→ Provided data
+ + +
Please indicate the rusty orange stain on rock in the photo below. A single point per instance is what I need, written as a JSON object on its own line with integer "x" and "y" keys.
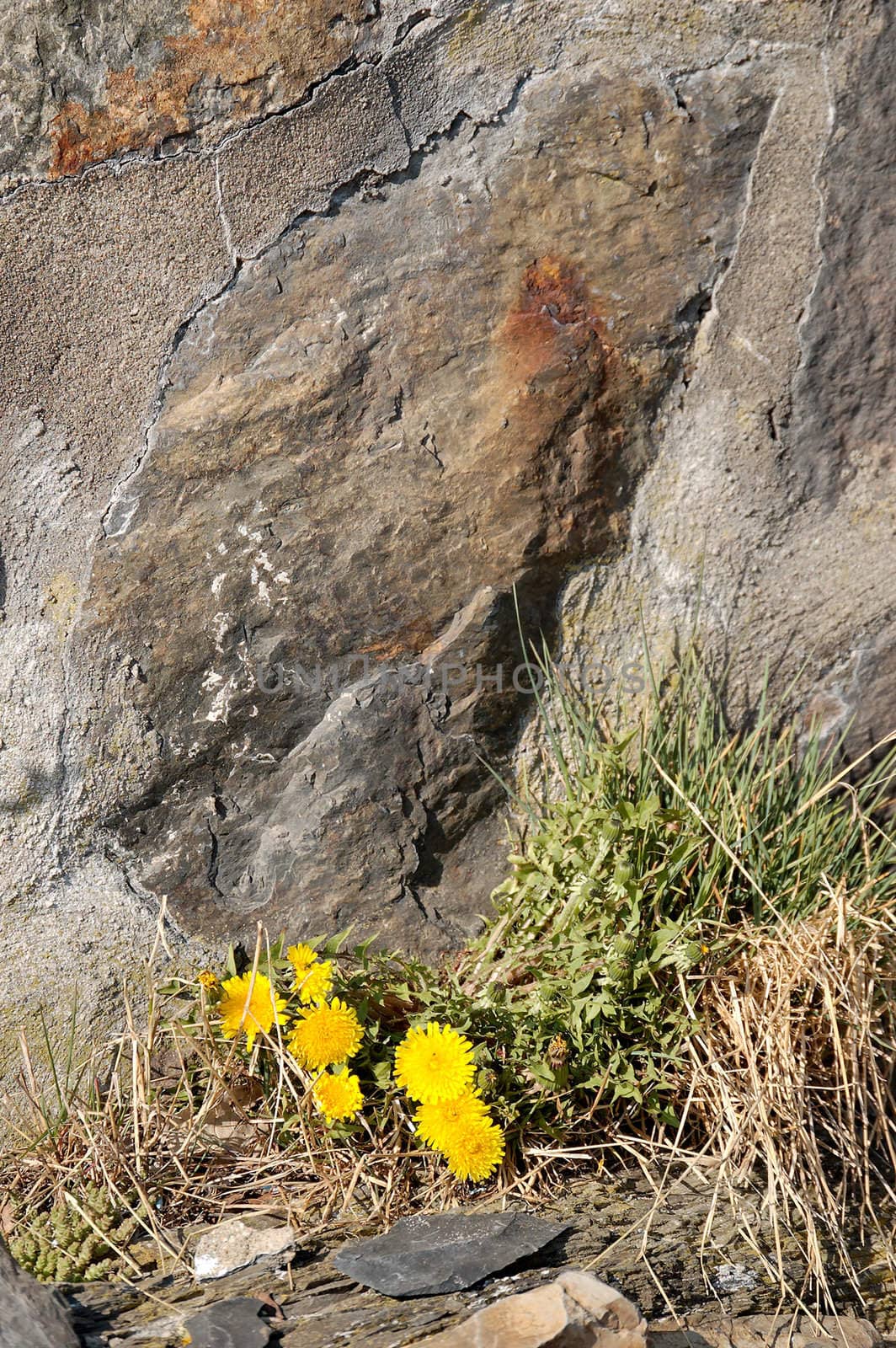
{"x": 552, "y": 325}
{"x": 249, "y": 47}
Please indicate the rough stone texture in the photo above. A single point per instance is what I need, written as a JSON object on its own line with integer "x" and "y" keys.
{"x": 435, "y": 1253}
{"x": 323, "y": 327}
{"x": 30, "y": 1313}
{"x": 235, "y": 1244}
{"x": 577, "y": 1311}
{"x": 229, "y": 1324}
{"x": 781, "y": 1331}
{"x": 318, "y": 1307}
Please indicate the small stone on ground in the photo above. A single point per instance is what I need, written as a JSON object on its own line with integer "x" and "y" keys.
{"x": 235, "y": 1244}
{"x": 231, "y": 1324}
{"x": 438, "y": 1253}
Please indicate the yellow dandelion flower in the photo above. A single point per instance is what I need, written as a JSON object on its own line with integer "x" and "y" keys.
{"x": 249, "y": 1003}
{"x": 475, "y": 1152}
{"x": 435, "y": 1062}
{"x": 327, "y": 1035}
{"x": 441, "y": 1121}
{"x": 337, "y": 1095}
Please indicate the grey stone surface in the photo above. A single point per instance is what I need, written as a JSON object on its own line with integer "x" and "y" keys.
{"x": 30, "y": 1313}
{"x": 608, "y": 1222}
{"x": 403, "y": 307}
{"x": 577, "y": 1311}
{"x": 231, "y": 1324}
{"x": 435, "y": 1254}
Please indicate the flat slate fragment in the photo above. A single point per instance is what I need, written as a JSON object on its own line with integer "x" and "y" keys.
{"x": 437, "y": 1253}
{"x": 231, "y": 1324}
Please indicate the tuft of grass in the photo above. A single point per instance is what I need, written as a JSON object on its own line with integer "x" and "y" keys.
{"x": 691, "y": 961}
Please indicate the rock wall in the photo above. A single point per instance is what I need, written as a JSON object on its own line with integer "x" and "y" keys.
{"x": 328, "y": 327}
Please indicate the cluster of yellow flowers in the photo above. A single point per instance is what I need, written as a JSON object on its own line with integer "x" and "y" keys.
{"x": 325, "y": 1035}
{"x": 435, "y": 1065}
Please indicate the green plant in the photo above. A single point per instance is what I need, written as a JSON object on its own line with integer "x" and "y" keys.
{"x": 76, "y": 1240}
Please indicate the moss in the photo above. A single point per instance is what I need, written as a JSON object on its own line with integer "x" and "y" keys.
{"x": 62, "y": 1246}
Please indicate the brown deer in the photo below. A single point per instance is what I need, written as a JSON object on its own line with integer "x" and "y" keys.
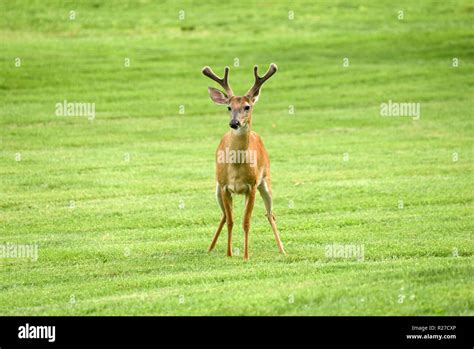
{"x": 242, "y": 164}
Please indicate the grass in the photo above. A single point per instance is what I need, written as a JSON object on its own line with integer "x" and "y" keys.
{"x": 101, "y": 198}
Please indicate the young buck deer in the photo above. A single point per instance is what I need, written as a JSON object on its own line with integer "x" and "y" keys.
{"x": 236, "y": 172}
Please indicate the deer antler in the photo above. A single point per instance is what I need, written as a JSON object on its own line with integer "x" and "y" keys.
{"x": 223, "y": 82}
{"x": 259, "y": 81}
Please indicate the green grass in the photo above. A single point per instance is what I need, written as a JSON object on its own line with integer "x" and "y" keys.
{"x": 126, "y": 247}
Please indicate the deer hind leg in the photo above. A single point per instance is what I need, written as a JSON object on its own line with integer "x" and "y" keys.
{"x": 266, "y": 192}
{"x": 227, "y": 203}
{"x": 249, "y": 203}
{"x": 222, "y": 222}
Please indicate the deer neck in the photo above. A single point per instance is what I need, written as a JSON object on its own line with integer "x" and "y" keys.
{"x": 239, "y": 138}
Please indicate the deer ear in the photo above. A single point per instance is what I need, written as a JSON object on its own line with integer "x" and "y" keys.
{"x": 254, "y": 99}
{"x": 217, "y": 96}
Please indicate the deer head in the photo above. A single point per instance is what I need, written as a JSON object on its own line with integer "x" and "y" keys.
{"x": 239, "y": 107}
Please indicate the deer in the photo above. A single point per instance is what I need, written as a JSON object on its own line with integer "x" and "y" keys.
{"x": 236, "y": 174}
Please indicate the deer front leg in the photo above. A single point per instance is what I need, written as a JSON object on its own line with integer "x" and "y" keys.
{"x": 227, "y": 202}
{"x": 249, "y": 203}
{"x": 265, "y": 190}
{"x": 221, "y": 224}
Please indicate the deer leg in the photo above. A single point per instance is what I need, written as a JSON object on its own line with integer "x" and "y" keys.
{"x": 266, "y": 192}
{"x": 222, "y": 222}
{"x": 249, "y": 203}
{"x": 227, "y": 202}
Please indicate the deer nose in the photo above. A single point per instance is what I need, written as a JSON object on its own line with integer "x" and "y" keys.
{"x": 234, "y": 124}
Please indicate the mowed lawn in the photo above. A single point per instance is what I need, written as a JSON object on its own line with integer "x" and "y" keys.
{"x": 122, "y": 207}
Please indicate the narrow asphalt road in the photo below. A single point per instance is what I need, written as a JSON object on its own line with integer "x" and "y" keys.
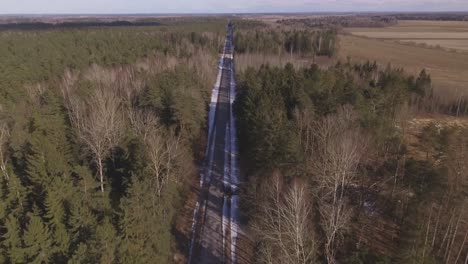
+ + +
→ Problem details
Reproduce the listing word for word, but keep the pictures out of it.

→ Solution to this task
Please indicate the rusty orange stain on rock in the photo below. A single point per instance is what I need, written as a JSON object on its own line with integer "x" and "y" keys.
{"x": 552, "y": 325}
{"x": 249, "y": 47}
Please indicate the rough stone texture in the photo above. A single point per instance is what I need, written as a JSON object on its own line with integer "x" and "y" keys.
{"x": 435, "y": 1253}
{"x": 323, "y": 327}
{"x": 30, "y": 1313}
{"x": 235, "y": 1244}
{"x": 577, "y": 1311}
{"x": 229, "y": 1324}
{"x": 781, "y": 1331}
{"x": 318, "y": 1307}
Please indicate the small stone on ground in the photo above. A single point per instance is what I need, written as a JSON object on its own line with integer "x" and "y" keys.
{"x": 235, "y": 1244}
{"x": 231, "y": 1324}
{"x": 438, "y": 1253}
Please indicate the yellow dandelion flower in the photo above. A single point per instance is what I need, written as a JSON object on its own line with integer "x" and "y" keys.
{"x": 249, "y": 1003}
{"x": 475, "y": 1152}
{"x": 435, "y": 1062}
{"x": 327, "y": 1035}
{"x": 441, "y": 1121}
{"x": 337, "y": 1095}
Please indicate the grey stone surface in the photo above. A single point per instance is what I need, written as a JSON object on its own line with integer "x" and "y" keys.
{"x": 30, "y": 1313}
{"x": 608, "y": 1222}
{"x": 403, "y": 307}
{"x": 577, "y": 1311}
{"x": 231, "y": 1324}
{"x": 435, "y": 1254}
Please indicate the flat slate fragment in the photo above. A single point per instance is what I need, written as a JSON object on its own line with integer "x" and "y" keys.
{"x": 437, "y": 1253}
{"x": 231, "y": 1324}
Please indicate the tuft of grass in the photo above. A single point per instance is what I need, written as a JSON object on its own line with integer "x" and "y" keys.
{"x": 691, "y": 961}
Please indicate the rock wall in the photo above. A single point per instance is what I need, written as a JSON object on its own line with integer "x" and "y" keys.
{"x": 328, "y": 327}
Please indicate the cluster of yellow flowers in the photo above. A single point per instance is what I need, written as a JSON object on its own line with integer "x" and "y" keys.
{"x": 325, "y": 1035}
{"x": 435, "y": 1065}
Please indicate the green plant in the photo above. A single point per instance is what I need, written as a JSON object on its own line with integer "x" and "y" keys.
{"x": 76, "y": 1240}
Please indicate the moss in the photo above. A single point per instance is what I need, written as a JSON object on its own line with integer "x" and "y" keys.
{"x": 62, "y": 1246}
Please indicate the brown deer in the photo below. A single point per instance is what I need, written as a JSON object on its own line with integer "x" and "y" keys.
{"x": 242, "y": 164}
Please indicate the grass in the photo above. A single point per instance is what I need, written as a JSON object on its own line with integer "x" and "y" keys.
{"x": 101, "y": 198}
Please indicate the young buck deer in the photo above. A single point per instance is what I need, written as a JSON object on its own line with integer "x" and "y" keys.
{"x": 236, "y": 172}
Please indicate the deer antler in the photo above. A single point per instance is what I need, written as a JSON object on its own line with integer "x" and "y" keys.
{"x": 223, "y": 82}
{"x": 259, "y": 81}
Please indicate the green grass in the photo above. A single point per instance is what I need, written as a JSON object on its own line with integer "x" and "y" keys.
{"x": 126, "y": 247}
Please indicate the deer hind leg in the photo above. A single point per instance is what I need, written as a JSON object on its own line with integer "x" and "y" keys.
{"x": 266, "y": 192}
{"x": 227, "y": 203}
{"x": 249, "y": 203}
{"x": 222, "y": 222}
Please indicate the deer neck in the photo above. A single point per instance is what I need, written as a JSON object on its own line with integer "x" and "y" keys.
{"x": 239, "y": 138}
Please indicate the deer ear in the photo above. A single point per instance is what I need, written as a JSON object on its own line with integer "x" and "y" keys.
{"x": 254, "y": 99}
{"x": 217, "y": 96}
Please indicate the deer head in the photo above. A single point per instance is what I need, written as a JSON object on its own line with integer "x" and "y" keys.
{"x": 239, "y": 107}
Please indicate the deer in the photo above. A single point per instance is what I need, written as a JSON object on its own line with integer "x" and "y" keys.
{"x": 236, "y": 174}
Please indicate the deer front leg in the photo above. A single point per instance is what I need, written as a JSON object on its own line with integer "x" and "y" keys.
{"x": 227, "y": 202}
{"x": 249, "y": 203}
{"x": 265, "y": 190}
{"x": 221, "y": 224}
Please indicate the deer leg in the photo above. A single point per instance is what I need, written as a JSON object on its own line with integer "x" and "y" keys.
{"x": 266, "y": 192}
{"x": 222, "y": 222}
{"x": 249, "y": 203}
{"x": 227, "y": 202}
Please indicate the deer nose in the photo above. A single point per instance is what I need, written as a JSON object on its own line with integer "x" and "y" keys.
{"x": 234, "y": 124}
Please indicate the mowed lawn in the photo above. A single point per instance is what I need, written as a JSON object on its own line with integer "x" and "y" keys.
{"x": 122, "y": 207}
Please indicate the narrow asphalt road in the photo below. A single point per instance is what I need, written as a JSON object on its own line with integer "x" and "y" keys.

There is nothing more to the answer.